→ **Aim**
Reproduce the listing below, replacing each "instance" with "occurrence" and changing nothing else.

→ **Data supplied**
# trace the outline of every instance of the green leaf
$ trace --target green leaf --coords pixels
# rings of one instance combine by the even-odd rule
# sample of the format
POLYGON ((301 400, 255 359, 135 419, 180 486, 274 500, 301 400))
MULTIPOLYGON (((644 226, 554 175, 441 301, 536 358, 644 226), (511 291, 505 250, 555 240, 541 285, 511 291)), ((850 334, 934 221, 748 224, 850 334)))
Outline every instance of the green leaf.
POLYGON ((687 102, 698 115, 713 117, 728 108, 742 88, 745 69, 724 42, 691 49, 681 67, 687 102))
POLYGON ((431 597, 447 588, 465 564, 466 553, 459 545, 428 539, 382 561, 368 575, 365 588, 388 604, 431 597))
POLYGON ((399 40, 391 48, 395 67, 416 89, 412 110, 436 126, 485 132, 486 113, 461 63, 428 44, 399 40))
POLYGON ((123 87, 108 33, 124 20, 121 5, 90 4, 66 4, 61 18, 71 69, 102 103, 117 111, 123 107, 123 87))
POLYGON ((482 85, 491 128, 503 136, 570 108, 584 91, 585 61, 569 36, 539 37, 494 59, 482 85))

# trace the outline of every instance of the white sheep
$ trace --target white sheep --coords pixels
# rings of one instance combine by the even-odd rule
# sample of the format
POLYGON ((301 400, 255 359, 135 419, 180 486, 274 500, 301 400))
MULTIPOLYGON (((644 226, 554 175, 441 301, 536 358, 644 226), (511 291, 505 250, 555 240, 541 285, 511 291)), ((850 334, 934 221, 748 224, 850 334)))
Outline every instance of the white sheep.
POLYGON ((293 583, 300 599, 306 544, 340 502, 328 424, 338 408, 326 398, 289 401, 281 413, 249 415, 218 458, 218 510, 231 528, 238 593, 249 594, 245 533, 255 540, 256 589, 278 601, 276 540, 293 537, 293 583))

→ **Answer for the task**
# trace the outline of every occurrence of the green leaf
$ trace --target green leaf --coords pixels
# rings of one occurrence combine by the even-odd rule
# sample of the format
POLYGON ((301 400, 255 359, 135 419, 180 486, 274 500, 301 400))
MULTIPOLYGON (((644 226, 554 175, 441 301, 536 358, 644 226), (511 291, 505 250, 555 240, 541 285, 511 291)), ((850 334, 934 221, 748 224, 850 334)))
Outline every occurrence of the green leaf.
POLYGON ((687 102, 698 115, 713 117, 728 108, 742 88, 745 69, 724 42, 691 49, 681 67, 687 102))
POLYGON ((431 597, 447 588, 465 564, 466 553, 459 545, 428 539, 382 561, 368 575, 365 588, 388 604, 431 597))
POLYGON ((399 40, 391 48, 395 67, 416 89, 412 110, 436 126, 485 132, 486 113, 461 63, 428 44, 399 40))
POLYGON ((123 87, 108 33, 124 20, 121 5, 90 4, 66 4, 61 18, 71 69, 102 103, 117 111, 123 107, 123 87))
POLYGON ((482 85, 491 128, 503 136, 570 108, 584 91, 585 61, 569 36, 539 37, 494 59, 482 85))

# trace the outline of every occurrence of the white sheep
$ trace --target white sheep --coords pixels
# rings of one occurrence combine by the even-odd rule
# sample of the format
POLYGON ((301 400, 255 359, 135 419, 180 486, 274 500, 301 400))
MULTIPOLYGON (((644 226, 554 175, 441 301, 536 358, 644 226), (511 291, 505 250, 555 240, 541 285, 511 291)), ((850 334, 934 221, 748 224, 850 334)))
Outline every occurrence of the white sheep.
POLYGON ((293 583, 300 599, 306 544, 340 502, 328 424, 338 408, 326 398, 289 401, 281 413, 249 415, 218 458, 218 510, 231 528, 238 593, 249 594, 245 533, 255 540, 256 589, 278 601, 276 540, 293 537, 293 583))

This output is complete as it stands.